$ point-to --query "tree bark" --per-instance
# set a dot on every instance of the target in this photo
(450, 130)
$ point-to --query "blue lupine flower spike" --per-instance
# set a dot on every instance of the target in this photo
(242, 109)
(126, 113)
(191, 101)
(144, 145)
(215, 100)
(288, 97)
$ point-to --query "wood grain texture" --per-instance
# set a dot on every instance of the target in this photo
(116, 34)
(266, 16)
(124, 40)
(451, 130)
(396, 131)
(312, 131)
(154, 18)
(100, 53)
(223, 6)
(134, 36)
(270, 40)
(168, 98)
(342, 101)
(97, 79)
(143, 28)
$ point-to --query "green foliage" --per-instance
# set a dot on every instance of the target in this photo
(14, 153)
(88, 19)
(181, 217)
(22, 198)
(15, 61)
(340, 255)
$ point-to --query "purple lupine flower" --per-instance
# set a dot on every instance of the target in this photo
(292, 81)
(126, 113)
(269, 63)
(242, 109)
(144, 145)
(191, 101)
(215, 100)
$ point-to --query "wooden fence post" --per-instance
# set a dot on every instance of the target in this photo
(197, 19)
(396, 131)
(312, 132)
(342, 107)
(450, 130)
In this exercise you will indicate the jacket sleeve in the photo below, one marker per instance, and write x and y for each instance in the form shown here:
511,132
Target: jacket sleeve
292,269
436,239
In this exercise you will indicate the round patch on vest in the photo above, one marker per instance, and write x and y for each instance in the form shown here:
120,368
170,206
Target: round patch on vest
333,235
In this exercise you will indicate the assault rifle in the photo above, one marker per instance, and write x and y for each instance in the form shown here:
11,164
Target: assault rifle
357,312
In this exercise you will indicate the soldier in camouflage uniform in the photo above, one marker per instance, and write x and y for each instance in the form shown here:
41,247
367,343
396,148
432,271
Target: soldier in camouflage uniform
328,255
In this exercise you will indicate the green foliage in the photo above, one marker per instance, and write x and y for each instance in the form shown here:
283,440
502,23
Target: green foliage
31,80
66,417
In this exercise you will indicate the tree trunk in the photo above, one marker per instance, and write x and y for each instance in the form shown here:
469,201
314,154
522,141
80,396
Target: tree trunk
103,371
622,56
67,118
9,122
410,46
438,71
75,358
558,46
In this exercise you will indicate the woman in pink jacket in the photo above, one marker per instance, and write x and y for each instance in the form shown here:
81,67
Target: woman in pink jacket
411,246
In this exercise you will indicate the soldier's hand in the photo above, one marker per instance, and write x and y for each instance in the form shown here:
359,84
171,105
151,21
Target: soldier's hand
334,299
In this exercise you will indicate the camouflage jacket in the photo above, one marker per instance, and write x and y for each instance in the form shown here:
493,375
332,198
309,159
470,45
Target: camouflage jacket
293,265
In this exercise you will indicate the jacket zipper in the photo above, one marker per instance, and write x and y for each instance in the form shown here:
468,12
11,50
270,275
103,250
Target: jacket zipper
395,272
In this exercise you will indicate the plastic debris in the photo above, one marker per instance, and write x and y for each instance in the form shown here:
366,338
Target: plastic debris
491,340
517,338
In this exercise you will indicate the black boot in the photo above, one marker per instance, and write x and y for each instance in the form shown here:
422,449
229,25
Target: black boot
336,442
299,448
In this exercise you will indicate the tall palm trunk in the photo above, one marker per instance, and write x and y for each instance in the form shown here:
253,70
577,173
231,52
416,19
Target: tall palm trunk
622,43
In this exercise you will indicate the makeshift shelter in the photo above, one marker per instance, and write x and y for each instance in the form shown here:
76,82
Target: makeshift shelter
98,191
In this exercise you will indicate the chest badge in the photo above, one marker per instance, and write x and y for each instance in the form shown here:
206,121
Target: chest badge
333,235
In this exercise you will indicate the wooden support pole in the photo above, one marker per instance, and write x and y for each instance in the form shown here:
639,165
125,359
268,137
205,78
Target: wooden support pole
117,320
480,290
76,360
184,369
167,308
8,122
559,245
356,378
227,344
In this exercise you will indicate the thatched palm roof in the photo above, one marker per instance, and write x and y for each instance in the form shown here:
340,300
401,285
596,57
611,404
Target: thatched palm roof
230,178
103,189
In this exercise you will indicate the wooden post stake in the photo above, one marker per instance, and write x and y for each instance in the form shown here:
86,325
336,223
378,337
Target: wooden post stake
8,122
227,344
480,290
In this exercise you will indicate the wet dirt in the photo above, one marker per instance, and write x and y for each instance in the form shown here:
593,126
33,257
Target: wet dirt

■ **Your assignment**:
Where the word "flower" occurs in a line of the records, copy that line.

■ **Written answer**:
$ point-to --query "blue lupine flower spike" --per-instance
$ point-to --query "purple lupine flower" --per-instance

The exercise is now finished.